### Aim
Revise the records below so that "minimal padding" becomes "no extra margin" throughout, with all other text left untouched.

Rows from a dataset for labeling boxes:
◆ ◆ ◆ ◆ ◆ ◆ ◆

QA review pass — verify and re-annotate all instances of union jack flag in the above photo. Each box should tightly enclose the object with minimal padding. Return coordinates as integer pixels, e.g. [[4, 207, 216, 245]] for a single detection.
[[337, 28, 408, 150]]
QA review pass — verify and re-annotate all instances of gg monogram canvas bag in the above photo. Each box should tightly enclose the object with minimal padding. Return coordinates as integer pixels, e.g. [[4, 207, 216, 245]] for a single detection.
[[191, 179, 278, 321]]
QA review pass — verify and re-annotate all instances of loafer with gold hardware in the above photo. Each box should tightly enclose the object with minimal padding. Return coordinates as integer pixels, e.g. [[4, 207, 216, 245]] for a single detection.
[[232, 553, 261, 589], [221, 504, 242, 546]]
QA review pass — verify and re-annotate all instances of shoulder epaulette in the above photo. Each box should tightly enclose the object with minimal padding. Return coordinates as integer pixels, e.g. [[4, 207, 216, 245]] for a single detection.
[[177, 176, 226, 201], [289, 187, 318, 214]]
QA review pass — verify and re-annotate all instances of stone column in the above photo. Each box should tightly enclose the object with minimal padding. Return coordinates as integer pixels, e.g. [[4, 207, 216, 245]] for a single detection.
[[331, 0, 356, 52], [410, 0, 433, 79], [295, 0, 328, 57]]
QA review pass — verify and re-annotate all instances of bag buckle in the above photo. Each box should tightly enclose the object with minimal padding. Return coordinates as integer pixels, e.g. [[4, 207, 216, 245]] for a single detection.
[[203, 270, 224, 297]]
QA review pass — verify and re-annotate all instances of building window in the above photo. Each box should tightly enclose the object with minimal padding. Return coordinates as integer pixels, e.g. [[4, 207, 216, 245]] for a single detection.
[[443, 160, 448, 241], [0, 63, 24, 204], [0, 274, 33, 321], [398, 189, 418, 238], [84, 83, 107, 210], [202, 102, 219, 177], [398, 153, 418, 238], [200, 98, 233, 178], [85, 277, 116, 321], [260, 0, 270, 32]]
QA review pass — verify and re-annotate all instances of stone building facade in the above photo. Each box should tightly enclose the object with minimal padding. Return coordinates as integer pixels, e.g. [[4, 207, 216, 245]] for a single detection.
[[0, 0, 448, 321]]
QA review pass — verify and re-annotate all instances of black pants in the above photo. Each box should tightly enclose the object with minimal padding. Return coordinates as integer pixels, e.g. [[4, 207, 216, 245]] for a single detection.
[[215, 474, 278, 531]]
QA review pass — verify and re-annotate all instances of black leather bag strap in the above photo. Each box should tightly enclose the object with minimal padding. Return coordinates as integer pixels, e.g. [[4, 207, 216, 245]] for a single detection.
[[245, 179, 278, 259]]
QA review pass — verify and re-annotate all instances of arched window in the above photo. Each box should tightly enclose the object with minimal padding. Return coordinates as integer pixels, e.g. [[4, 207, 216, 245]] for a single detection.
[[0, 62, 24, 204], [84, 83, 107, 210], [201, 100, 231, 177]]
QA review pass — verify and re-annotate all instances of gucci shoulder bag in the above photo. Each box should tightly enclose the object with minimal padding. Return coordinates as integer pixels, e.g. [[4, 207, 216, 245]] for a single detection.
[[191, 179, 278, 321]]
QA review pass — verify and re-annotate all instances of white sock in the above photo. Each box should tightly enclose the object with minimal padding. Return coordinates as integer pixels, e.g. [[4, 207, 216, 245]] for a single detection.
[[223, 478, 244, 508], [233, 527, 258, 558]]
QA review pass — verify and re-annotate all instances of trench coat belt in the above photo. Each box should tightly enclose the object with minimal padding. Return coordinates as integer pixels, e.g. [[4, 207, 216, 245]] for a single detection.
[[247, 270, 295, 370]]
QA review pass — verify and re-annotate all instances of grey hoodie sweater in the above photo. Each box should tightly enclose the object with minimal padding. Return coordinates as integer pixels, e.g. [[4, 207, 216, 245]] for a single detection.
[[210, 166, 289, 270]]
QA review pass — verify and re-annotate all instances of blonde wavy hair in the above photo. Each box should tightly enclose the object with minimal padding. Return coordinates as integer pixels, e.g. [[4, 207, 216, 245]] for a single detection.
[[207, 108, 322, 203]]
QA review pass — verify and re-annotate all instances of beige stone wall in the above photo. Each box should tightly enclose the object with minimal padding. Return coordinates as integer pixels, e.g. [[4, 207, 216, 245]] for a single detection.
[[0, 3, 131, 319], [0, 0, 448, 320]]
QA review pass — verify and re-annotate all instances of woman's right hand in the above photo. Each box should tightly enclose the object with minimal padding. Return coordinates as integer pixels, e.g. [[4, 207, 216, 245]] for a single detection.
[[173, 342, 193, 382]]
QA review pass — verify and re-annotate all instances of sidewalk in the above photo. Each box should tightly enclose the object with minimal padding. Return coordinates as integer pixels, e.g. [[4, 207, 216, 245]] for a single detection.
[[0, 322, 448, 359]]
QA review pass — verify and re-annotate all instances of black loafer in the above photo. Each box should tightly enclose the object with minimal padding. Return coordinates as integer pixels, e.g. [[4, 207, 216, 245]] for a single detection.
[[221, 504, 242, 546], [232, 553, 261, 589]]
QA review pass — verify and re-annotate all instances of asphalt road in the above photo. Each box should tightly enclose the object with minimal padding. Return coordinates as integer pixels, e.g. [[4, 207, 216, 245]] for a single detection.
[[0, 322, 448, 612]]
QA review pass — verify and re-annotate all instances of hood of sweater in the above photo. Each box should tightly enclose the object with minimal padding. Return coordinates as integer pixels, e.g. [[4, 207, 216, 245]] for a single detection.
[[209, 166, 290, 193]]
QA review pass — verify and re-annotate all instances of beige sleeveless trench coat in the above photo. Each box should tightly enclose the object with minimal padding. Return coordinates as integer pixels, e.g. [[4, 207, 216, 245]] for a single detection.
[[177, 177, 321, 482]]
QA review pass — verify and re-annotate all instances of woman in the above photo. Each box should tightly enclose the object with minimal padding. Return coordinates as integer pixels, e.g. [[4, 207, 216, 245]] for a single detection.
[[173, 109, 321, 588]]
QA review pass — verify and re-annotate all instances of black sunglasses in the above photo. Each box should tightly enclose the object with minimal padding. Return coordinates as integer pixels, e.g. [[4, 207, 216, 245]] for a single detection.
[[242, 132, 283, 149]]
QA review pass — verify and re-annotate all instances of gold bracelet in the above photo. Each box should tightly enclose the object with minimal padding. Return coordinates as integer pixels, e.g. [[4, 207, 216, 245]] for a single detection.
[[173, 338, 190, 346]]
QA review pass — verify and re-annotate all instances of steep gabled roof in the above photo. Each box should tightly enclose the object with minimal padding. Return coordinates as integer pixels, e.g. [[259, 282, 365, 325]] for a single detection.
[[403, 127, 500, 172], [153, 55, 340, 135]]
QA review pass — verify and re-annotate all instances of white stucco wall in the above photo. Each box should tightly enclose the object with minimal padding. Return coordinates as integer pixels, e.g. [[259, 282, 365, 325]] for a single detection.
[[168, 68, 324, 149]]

◆ ◆ ◆ ◆ ◆ ◆ ◆

### Response
QA review pass — verify and re-annotate all instances of union jack flag in the above photo. Each box should tightly enclose the object with no extra margin. Return coordinates as integer pixels, e.g. [[4, 207, 216, 245]] for a single detection.
[[337, 28, 408, 150]]
QA review pass — verify and re-annotate all instances of gg monogram canvas bag in the above photo. Each box should tightly enclose the object with no extra margin. Return coordinates as integer pixels, e.g. [[4, 207, 216, 245]] for a single detection.
[[191, 179, 278, 321]]
QA review pass — verify and re-annotate all instances of loafer with gold hardware in the above photo. Each box should tightly enclose the object with no extra margin. Return coordinates as integer pixels, e.g. [[4, 207, 216, 245]] for a single detection.
[[232, 553, 261, 589], [221, 504, 242, 546]]
QA review pass — verify and re-annotate all instances of shoulder epaulette in the above photo. Each box should tightly enclose the object with no extra margin. Return coordinates as integer pixels, e.g. [[4, 207, 216, 245]] for a single detection.
[[177, 176, 226, 201], [289, 187, 318, 214]]
QA review pass — verify and re-annotate all instances of stone column in the above photo. Each box should tightly enclose the object with no extra margin. Return coordinates as integer pixels, e.g. [[4, 207, 216, 245]] for a single detection.
[[331, 0, 356, 52], [410, 0, 433, 79], [295, 0, 328, 57]]
QA review pass — verify and re-annotate all instances of bag buckle in the above photo. Each box should tightly enclose the object with no extra margin. Return coordinates as integer pixels, e.g. [[4, 207, 216, 245]] for a single detection.
[[203, 270, 224, 297]]
QA review pass — verify and re-annotate all instances of building window in the above photo. Each box should tightly enclose the object with no extra margin. Return coordinates as integer pixels, e.g. [[4, 207, 216, 245]] for a single detection.
[[443, 160, 448, 241], [0, 63, 24, 204], [0, 274, 33, 321], [398, 189, 418, 238], [84, 83, 107, 210], [202, 102, 219, 177], [398, 153, 418, 238], [200, 98, 233, 178], [85, 277, 116, 321], [260, 0, 270, 32]]
QA review pass — verify and re-annotate all instances of stone building facade in the above photo. Each box should tightly enclose the object with no extra margin. Return coordinates as integer pixels, e.g. [[4, 207, 216, 245]] for a single detection.
[[0, 0, 448, 321]]
QA review pass — verify and re-annotate all instances of black pants in the above photo. Each box should tightly enclose the object with no extra margin. Return coordinates as integer pixels, e.g. [[4, 207, 216, 245]] for a single detection.
[[215, 474, 278, 531]]
QA review pass — verify and re-annotate all instances of black leather bag strap in the above photo. Each box should tightly enclose the object with no extra margin. Return coordinates as integer pixels, e.g. [[4, 207, 216, 245]] for a single detection.
[[245, 179, 278, 259]]
QA review pass — verify and re-annotate all instances of arched window in the above photo. Each box should tightly enclose the object with no extra margin. Return coordinates as integer pixels, e.g. [[4, 207, 216, 245]] for a single detection.
[[0, 62, 24, 204], [84, 83, 107, 210], [201, 100, 231, 177]]
QA review pass — verify and re-annotate all instances of gucci shoulder bag in the above photo. Each box should tightly enclose the object with no extra margin. Return coordinates as integer pixels, e.g. [[4, 207, 216, 245]] for a single detection.
[[191, 179, 278, 321]]
QA review pass — verify and re-annotate all instances of white sock in the above photo. Each box should tightly enclose the object with no extra margin. Return coordinates as integer pixels, e.g. [[4, 207, 216, 245]] for a single detection.
[[223, 478, 244, 508], [233, 527, 258, 558]]
QA review pass — verify and re-annotate all instances of trench coat belt in the above photo. Each box should tightly enclose the object with no extra margin. Return coordinates as integer pixels, e.g. [[4, 207, 216, 245]] for a single detection.
[[247, 270, 295, 370]]
QA review pass — verify and re-annotate all instances of grey hoodie sweater in the above photo. Each box should tightly enclose the object with no extra margin. Return coordinates as integer pixels, e.g. [[4, 207, 216, 245]] for a single detection.
[[210, 166, 289, 270]]
QA review pass — verify and re-annotate all instances of blonde wavy hair in the above photo. Each box should tightly enclose the object with no extra margin. Return coordinates as integer pixels, e.g. [[4, 207, 216, 245]] for a single detection.
[[207, 108, 322, 203]]
QA review pass — verify and re-annotate all instances of beige stone wall in the above photo. Each box should tightly enclose the object with no extra margin. Return coordinates as integer pixels, e.g. [[4, 207, 216, 245]] for a single detection.
[[0, 3, 131, 319], [0, 0, 448, 320]]
QA review pass — verify and re-annotate all instances of woman's right hand in the above photo. Each box should tightly enclose the object with no extra margin. Return coordinates as integer pixels, e.g. [[4, 207, 216, 245]] for a single detection.
[[173, 342, 193, 382]]
QA review pass — verify and re-annotate all instances of sidewalk in the above photo. Each box should tightly enclose the object with no extra margin. Return coordinates as integer pixels, e.g. [[4, 207, 216, 245]] for a single detection.
[[0, 322, 448, 359]]
QA review pass — verify and re-annotate all instances of black loafer in the above photo. Each box should tightly enclose the object with no extra margin. Return coordinates as integer pixels, e.g. [[4, 207, 216, 245]] for a single detection.
[[221, 504, 242, 546], [232, 553, 261, 589]]
QA review pass — verify and re-annotate all instances of asphalt road in the above photo. Each box should tightly enclose the object with no extra margin. Return coordinates as integer pixels, e.g. [[4, 207, 216, 245]] for a single detection.
[[0, 322, 448, 612]]
QA review pass — verify and re-annotate all instances of hood of sweater in the above photo. Each box should tightly enclose the object with no extra margin. Return coordinates as integer pixels, e.g. [[4, 207, 216, 245]] for a single detection.
[[209, 166, 290, 193]]
QA review pass — verify and re-annotate all instances of beige sleeveless trench coat in the above photo. Each box should tightly enclose the object with no extra margin. Return coordinates as integer pixels, e.g. [[4, 207, 216, 245]] for a single detection.
[[177, 177, 321, 482]]
QA review pass — verify and re-annotate all instances of woman in the above photo. Each box should tightly enclose the object with no extra margin. Return coordinates as integer pixels, e.g. [[4, 207, 216, 245]] for a single detection.
[[173, 109, 321, 588]]
QA review pass — verify and re-annotate all instances of black sunglasses in the above photo. Each box should tightly enclose the object with no extra margin. Return coordinates as integer pixels, e.g. [[4, 207, 216, 245]] for a single detection.
[[242, 132, 283, 149]]
QA review pass — verify and re-annotate all instances of gold bracelet in the above photo. Each box should tightly enclose the object with no extra margin. Return coordinates as integer pixels, e.g. [[4, 207, 216, 245]] for a single detection.
[[173, 338, 190, 346]]
QA review pass — verify and re-annotate all instances of steep gabled roof in the above photo. Each box should tightly enclose the object with no extra margin. Return coordinates as integer pixels, e.g. [[259, 282, 365, 325]] for a single detection.
[[403, 127, 500, 172], [153, 55, 340, 135]]
QA review pass — verify and re-annotate all instances of white stucco wall in the above photo. Each box should tightly enclose the object with no extra margin. Return coordinates as integer pixels, e.g. [[259, 282, 365, 325]] for a single detection.
[[168, 68, 324, 149]]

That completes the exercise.